→ **SELECTED PASSAGE**
━━━━━━━━

Tuesday, August 23, 2016

Techy Tuesday - How Do You Build Those Things, Anyway?

Semiconductors, that is.  Everyone knows the world is awash in electronics, from things like iPods to Fitbits, and really far more than one could ever list.  I'd hazard a guess that few people except those in the business have an idea how the integrated circuits in these things are made.  This is a topic that could fill a good-sized series of these posts, but tonight I want to focus on an improvement to the processing of raw semiconductors into integrated circuits (ICs) just announced.

To begin with, most of what you're familiar with is made from elemental Silicon.  It starts out as the most pure substance known to man, but pure (intrinsic) silicon isn't very useful by itself.  It's rather resistive, which is why Silicon is called a semiconductor - it's not a very good wire.  What makes Silicon useful is that tiny amounts of alloying elements are added to it ("doping"), producing either too many electrons in a given volume (N-type material) or too few electrons in a volume (P-type - also said to have "holes", places in the electron cloud that should have an electron but don't).  This ability to customize the conductivity of Silicon is why it's so useful and why this has become the silicon age.   

Over the last 30 years or so, new materials have been developed that offer improvements in performance over silicon transistors.  The III-V (three five) materials were among the first to market.  III-V materials typically give higher electron mobility, a characteristic of their atomic structure, and are often used in High Frequency and microwave applications.  Gallium Arsenide (GaAs) was the first commercial success, and the current industry darling Gallium Nitride (GaN - pronounced with a short "a", like in can).  Another material that has a lot of interest is Silicon Carbide, SiC.  SiC doesn't achieve the high frequency performance of GaAs or GaN, but it has excellent high temperature performance because the compound has very high thermal conductivity.  This makes it a natural for parts intended for car engines, at the end of well-drilling rigs, and other places where the temperatures exceed the 150C or so that Silicon will tolerate.

There's just one problem with SiC: it's very hard.  In mineral terms, it's between sapphire's Mohs hardness of 9 and diamond at 10.  So if one has a crystal of SiC, how does one cut that thing into wafers for further processing?  Any rockhound, tombstone, or granite countertop maker would recognize the current method: a saw made of thin wires carrying a slurry of diamond grit, kind of a hi-tech bread slicer, cuts the wafers free.   
As you can see by the picture, this is a time consuming process.  I find it remarkable that over the diameter of the crystal being cut (4 to 6" is common for SiC), the wire only wanders enough to cause a surface roughness of 50 millionths of a meter.  Which has to be ground away in that final step. 

The big innovation is that Japanese ingot processing equipment manufacturer DISCO Corporation has come up with a laser-based technique to slice wafers out of the SiC ingot, producing 50% more wafers through reduced material losses while slashing production times by a factor of six.

━━━━━━━━

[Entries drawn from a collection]
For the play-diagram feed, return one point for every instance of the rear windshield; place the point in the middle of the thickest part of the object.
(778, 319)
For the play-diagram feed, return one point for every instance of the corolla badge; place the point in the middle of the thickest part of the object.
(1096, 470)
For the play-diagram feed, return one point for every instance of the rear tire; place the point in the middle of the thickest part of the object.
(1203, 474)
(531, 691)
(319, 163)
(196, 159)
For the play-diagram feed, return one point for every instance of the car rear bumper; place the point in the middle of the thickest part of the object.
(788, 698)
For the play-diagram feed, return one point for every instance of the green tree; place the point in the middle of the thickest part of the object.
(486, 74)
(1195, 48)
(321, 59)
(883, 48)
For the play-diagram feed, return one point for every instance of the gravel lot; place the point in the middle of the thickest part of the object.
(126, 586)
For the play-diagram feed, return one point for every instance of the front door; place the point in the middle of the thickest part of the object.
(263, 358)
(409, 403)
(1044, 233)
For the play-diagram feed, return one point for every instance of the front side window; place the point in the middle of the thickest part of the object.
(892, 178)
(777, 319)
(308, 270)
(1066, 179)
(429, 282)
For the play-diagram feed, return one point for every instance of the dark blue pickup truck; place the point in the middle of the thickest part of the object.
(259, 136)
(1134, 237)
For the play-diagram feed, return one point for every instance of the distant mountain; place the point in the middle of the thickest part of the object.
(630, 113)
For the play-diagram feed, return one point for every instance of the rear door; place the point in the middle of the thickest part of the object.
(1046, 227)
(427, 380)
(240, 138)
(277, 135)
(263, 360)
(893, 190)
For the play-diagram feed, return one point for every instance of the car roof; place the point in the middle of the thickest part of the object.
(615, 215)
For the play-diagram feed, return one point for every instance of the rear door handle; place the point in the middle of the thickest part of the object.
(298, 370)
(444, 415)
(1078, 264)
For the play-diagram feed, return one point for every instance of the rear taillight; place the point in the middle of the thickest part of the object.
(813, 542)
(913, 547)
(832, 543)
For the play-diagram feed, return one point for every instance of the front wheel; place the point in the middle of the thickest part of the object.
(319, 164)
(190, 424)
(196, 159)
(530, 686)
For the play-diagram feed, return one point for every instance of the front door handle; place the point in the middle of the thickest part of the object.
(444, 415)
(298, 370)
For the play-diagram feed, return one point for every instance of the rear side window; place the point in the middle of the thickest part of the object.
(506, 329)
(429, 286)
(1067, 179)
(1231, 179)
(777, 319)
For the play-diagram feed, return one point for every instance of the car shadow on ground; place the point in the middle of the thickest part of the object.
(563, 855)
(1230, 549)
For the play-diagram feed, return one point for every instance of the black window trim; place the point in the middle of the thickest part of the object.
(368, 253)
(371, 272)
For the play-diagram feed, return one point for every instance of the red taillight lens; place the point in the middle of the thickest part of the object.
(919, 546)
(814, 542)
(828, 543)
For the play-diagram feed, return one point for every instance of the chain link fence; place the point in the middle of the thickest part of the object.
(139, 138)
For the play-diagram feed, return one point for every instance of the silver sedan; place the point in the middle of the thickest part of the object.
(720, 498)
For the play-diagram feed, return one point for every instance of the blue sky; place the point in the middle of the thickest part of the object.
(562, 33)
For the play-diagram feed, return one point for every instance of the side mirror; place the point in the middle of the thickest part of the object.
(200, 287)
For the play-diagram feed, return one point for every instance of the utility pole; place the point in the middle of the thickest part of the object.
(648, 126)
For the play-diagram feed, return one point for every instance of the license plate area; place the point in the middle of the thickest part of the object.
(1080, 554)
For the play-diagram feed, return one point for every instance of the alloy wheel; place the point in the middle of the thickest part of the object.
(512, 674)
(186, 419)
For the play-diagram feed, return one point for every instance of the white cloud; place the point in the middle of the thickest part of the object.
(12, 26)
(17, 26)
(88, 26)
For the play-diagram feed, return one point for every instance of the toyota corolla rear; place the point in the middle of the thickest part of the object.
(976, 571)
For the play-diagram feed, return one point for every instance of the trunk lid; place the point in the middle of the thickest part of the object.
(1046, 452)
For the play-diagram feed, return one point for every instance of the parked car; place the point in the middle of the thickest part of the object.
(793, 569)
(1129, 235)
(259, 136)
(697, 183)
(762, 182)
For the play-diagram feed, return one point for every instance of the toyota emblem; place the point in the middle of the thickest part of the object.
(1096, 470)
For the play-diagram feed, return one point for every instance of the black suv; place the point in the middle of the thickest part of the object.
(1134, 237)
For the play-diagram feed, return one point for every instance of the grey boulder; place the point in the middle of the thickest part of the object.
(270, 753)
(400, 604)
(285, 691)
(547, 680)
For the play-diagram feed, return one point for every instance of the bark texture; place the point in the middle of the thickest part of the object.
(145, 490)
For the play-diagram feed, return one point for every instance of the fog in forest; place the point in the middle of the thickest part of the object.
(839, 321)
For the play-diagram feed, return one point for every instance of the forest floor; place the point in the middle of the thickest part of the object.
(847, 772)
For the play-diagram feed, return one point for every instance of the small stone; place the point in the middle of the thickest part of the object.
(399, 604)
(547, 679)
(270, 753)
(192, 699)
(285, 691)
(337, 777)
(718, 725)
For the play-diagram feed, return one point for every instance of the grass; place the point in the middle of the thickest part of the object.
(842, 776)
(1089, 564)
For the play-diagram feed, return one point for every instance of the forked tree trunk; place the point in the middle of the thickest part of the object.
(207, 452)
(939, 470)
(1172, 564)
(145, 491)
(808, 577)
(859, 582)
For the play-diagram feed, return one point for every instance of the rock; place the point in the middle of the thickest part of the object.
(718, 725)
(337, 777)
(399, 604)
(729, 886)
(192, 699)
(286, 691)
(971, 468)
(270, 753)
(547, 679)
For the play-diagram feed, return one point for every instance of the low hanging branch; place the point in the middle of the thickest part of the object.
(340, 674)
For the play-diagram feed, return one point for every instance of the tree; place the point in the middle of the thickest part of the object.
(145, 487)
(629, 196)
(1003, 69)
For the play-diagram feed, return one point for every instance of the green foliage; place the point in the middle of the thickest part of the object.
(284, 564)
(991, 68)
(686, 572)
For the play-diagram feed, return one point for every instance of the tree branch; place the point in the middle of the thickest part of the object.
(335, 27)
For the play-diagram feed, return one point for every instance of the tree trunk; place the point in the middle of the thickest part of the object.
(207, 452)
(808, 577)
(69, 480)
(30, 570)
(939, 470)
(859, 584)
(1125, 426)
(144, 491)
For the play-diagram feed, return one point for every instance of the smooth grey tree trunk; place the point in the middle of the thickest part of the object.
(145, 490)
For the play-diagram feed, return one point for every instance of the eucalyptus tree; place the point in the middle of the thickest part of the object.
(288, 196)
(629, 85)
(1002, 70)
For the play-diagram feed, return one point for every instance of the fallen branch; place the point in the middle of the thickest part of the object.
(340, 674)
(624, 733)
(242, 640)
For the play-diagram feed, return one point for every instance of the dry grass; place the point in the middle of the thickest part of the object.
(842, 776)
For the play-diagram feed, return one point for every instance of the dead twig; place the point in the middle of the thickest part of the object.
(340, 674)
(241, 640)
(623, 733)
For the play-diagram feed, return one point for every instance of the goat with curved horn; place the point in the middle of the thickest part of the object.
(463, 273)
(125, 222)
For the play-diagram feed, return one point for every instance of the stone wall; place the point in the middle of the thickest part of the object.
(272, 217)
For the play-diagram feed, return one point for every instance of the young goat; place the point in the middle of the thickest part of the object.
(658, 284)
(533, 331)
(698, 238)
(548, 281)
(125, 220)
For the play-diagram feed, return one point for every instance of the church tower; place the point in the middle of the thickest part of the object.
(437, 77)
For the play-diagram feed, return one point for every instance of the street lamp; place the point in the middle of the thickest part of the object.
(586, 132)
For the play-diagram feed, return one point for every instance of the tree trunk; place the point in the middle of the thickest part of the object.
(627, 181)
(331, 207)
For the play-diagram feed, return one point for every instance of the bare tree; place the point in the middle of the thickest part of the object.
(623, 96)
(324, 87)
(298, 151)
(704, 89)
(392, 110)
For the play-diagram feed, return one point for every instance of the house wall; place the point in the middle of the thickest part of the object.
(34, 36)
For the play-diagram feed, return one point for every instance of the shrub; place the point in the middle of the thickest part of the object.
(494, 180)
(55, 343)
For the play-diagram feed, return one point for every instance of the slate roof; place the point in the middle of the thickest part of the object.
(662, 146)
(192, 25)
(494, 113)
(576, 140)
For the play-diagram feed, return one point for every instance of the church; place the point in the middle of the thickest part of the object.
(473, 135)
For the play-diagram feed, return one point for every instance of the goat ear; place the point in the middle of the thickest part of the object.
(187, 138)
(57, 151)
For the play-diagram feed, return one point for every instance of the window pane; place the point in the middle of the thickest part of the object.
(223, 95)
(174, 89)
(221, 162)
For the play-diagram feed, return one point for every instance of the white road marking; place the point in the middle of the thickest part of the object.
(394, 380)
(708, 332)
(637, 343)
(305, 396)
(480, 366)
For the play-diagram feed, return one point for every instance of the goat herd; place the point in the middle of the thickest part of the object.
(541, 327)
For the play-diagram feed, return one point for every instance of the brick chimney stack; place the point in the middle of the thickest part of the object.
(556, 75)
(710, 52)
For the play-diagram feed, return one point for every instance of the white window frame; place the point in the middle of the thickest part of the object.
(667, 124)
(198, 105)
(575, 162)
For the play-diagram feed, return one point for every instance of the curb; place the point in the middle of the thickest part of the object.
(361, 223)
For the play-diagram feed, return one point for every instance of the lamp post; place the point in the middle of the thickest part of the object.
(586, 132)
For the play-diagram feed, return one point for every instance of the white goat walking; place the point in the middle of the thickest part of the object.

━━━━━━━━

→ **GOALS**
a – Could you quote the semiconductor post from "Tuesday, August 23, 2016" through "(ICs) just announced."?
b – In the rows, could you switch "thickest" to "widest" across the stretch from the line containing "front door handle;" through the line containing "(1080, 554)", returning only those lines with everything else left unchanged?

→ **ANSWERS BY TASK**
a –
Tuesday, August 23, 2016

Techy Tuesday - How Do You Build Those Things, Anyway?

Semiconductors, that is.  Everyone knows the world is awash in electronics, from things like iPods to Fitbits, and really far more than one could ever list.  I'd hazard a guess that few people except those in the business have an idea how the integrated circuits in these things are made.  This is a topic that could fill a good-sized series of these posts, but tonight I want to focus on an improvement to the processing of raw semiconductors into integrated circuits (ICs) just announced.

b –
For the play-diagram feed, return one point for every instance of the front door handle; place the point in the middle of the widest part of the object.
(444, 415)
(298, 370)
For the play-diagram feed, return one point for every instance of the rear side window; place the point in the middle of the widest part of the object.
(506, 329)
(429, 286)
(1067, 179)
(1231, 179)
(777, 319)
For the play-diagram feed, return one point for every instance of the car shadow on ground; place the point in the middle of the widest part of the object.
(563, 855)
(1230, 549)
For the play-diagram feed, return one point for every instance of the black window trim; place the point in the middle of the widest part of the object.
(368, 253)
(371, 272)
For the play-diagram feed, return one point for every instance of the red taillight lens; place the point in the middle of the widest part of the object.
(919, 546)
(814, 542)
(828, 543)
For the play-diagram feed, return one point for every instance of the chain link fence; place the point in the middle of the widest part of the object.
(139, 138)
For the play-diagram feed, return one point for every instance of the silver sedan; place the point in the middle of the widest part of the object.
(720, 498)
For the play-diagram feed, return one point for every instance of the blue sky; place the point in the middle of the widest part of the object.
(562, 33)
For the play-diagram feed, return one point for every instance of the side mirror; place the point in the middle of the widest part of the object.
(200, 287)
For the play-diagram feed, return one point for every instance of the utility pole; place the point in the middle of the widest part of the object.
(648, 126)
For the play-diagram feed, return one point for every instance of the license plate area; place the point in the middle of the widest part of the object.
(1080, 554)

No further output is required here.